> THINGS TO DO:
a – Answer these from the arms-treaty excerpt:
(i) On what date did Obama and Medvedev sign the New START Treaty?
(ii) What range of land-based nuclear missiles did the INF Treaty require to be destroyed?
(iii) What warhead limit did SORT set, and by what date?
b – Tell whether each statement agrees with the arms-treaty excerpt, answering yes or no and quoting the words that decide it:
(i) Senate ratification of the treaty requires 67 votes.
(ii) The START-2 Treaty was put into effect.
(iii) Only the U.S. and Soviet presidents signed the CFE Treaty.

Sen. Jon Kyl (R-Ariz.) recently proclaimed that there is insufficient time during the Congressional lame-duck session to ratify the “New START Treaty.”  President Obama and Russian President Dmitry Medvedev had signed it on April 8, 2010.  Since Sen. Kyl is regarded as the key Senate Republican negotiator with the Obama administration, which claimed there had been “29 meetings, phone calls, briefings or letters” involving him or his staff, the media predicts that the treaty is now dead for this year.  It will not obtain the necessary 67 votes needed in the Senate for ratification.  Furthermore, since the Democrats will have six fewer seats in the Senate next year, prospects for then ratifying it are no rosier.

The Kyl announcement and subsequent media speculation has reinforced the Democrat’s charge, made as early as the spring of 2009, that the Republicans had become “the Party of No.”  It has also recalled Stephen Colbert’s mock emphasis on fear at the recent Rally to Restore Sanity and/or Fear held not far from the Capitol.  For what else but fear (“You can’t trust the Russians”), or the desire for some type of domestic political gain, could motivate the majority of Senate Republicans to block passage of the treaty? 

Although many liberals and progressives faulted past Republicans, including Presidents Nixon, Reagan, and both Bushes, for sometimes playing upon fears of communism for their own political gain, at least they signed arms reduction treaties with the USSR/Russia.  

In 1972 Nixon signed Strategic Arms Limitation Talks (SALT) treaties limiting intercontinental ballistic missiles (ICBMs), missile-launching submarines, submarine-launched ballistic missiles (SLBMs), and antiballistic missile (ABM) sites.  In 1987 Reagan signed the Intermediate Nuclear Forces (INF) Treaty, which mandated the destruction of all Soviet and U.S. land-based nuclear missiles in the 300- to 3400-mile range and contained strict verification procedures.

In 1990 George H. W. Bush and Russia’s President Gorbachev agreed to a treaty reducing stockpiles of chemical weapons and ending their production.  Later that year the two men, along with twenty other NATO and Warsaw Pact leaders, signed the Conventional Forces in Europe (CFE) Treaty.  It committed the signatories to destroy tens of thousands of howitzers, tanks, and other conventional weapons.  In 1991 the same two superpower presidents signed the Strategic Arms Reduction Talks (START) Treaty, promising an approximate 30 percent cut in long-range nuclear weapons over the next seven years.  Despite some delays in implementation due to the collapse of the USSR later that year, the treaty eventually became operational.  In early 1993, President Bush and Russian President Yeltsin signed the START-2 Treaty pledging both sides to further gradual reductions in their long-range nuclear arsenals and to eliminating completely nuclear multi-warhead land-based missiles.  But increasing suspicions on both sides delayed ratification for years, and the agreement was never put into effect.

In 2002, after President George W. Bush alarmed Russia by withdrawing from the ABM Treaty signed in 1972, he and Russia’s President Putin signed the Strategic Offensive Reductions Treaty (SORT), which was ratified by both sides the following year.  It pledged both countries to “reduce and limit its strategic nuclear warheads to 1700-2200 by December 31, 2012.”

Rows of box annotation data:
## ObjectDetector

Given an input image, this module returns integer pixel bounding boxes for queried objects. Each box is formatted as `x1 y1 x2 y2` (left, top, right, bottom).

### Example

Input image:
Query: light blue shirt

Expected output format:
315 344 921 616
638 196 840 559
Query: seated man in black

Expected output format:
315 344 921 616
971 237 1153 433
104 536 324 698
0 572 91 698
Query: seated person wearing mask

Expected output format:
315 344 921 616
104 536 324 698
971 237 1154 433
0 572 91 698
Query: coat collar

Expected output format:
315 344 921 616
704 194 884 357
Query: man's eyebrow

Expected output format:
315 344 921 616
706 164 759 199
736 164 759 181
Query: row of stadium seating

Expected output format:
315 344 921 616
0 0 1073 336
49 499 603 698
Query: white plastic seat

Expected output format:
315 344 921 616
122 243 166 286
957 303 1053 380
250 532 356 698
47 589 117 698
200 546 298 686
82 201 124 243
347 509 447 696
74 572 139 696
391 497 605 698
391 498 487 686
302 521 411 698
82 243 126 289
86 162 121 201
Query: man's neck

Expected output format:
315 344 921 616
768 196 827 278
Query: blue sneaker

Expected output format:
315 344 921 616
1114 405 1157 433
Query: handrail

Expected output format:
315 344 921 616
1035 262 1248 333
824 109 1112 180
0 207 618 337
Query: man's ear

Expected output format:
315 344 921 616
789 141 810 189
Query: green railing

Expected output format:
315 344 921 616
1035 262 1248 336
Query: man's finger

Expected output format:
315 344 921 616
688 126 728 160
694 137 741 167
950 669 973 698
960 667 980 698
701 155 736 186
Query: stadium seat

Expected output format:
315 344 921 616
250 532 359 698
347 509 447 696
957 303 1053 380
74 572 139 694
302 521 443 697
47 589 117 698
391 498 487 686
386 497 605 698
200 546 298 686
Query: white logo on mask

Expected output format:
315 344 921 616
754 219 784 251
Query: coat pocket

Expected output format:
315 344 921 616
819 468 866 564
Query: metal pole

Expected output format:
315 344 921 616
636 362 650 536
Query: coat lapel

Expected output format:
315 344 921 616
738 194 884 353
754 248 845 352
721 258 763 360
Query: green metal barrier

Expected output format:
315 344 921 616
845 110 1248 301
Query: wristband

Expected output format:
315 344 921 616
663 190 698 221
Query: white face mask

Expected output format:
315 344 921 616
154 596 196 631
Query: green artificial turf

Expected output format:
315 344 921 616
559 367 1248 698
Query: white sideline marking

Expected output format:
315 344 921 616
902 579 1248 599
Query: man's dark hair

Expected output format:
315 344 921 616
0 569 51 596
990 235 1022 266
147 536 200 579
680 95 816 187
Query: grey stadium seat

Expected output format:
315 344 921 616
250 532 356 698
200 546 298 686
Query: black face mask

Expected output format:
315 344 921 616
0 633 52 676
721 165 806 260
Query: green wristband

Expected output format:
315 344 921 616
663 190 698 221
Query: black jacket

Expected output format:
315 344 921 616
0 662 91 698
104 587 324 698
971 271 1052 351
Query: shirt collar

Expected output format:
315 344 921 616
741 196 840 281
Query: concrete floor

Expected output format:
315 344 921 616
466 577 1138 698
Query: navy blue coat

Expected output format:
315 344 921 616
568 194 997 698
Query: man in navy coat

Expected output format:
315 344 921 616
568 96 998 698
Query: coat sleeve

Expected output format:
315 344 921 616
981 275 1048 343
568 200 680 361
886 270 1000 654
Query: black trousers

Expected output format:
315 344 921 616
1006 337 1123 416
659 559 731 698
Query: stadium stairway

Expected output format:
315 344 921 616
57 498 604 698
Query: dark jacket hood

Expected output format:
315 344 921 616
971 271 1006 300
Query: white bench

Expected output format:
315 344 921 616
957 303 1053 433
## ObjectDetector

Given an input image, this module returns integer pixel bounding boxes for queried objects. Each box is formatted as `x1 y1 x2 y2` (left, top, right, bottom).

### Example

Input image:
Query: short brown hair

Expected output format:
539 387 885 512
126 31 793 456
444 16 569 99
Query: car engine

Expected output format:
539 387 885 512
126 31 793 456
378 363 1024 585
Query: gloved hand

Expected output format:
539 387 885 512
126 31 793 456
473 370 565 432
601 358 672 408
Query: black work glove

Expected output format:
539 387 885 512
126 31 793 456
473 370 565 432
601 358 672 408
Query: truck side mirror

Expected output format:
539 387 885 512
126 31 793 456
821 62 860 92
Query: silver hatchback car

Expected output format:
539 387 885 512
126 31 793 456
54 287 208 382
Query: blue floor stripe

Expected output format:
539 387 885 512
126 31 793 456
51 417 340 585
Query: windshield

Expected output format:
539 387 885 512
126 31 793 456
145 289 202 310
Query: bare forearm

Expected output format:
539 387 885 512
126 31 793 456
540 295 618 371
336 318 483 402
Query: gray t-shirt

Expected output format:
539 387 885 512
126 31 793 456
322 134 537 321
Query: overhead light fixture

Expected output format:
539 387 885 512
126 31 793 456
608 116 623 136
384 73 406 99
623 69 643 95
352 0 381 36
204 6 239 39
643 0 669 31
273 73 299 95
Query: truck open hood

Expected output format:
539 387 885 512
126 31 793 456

> RESULTS IN ORDER:
a –
(i) April 8, 2010
(ii) The 300- to 3400-mile range
(iii) 1700-2200 strategic nuclear warheads by December 31, 2012

b –
(i) Yes: "It will not obtain the necessary 67 votes needed in the Senate for ratification."
(ii) No: "the agreement was never put into effect."
(iii) No: "along with twenty other NATO and Warsaw Pact leaders, signed the Conventional Forces in Europe (CFE) Treaty."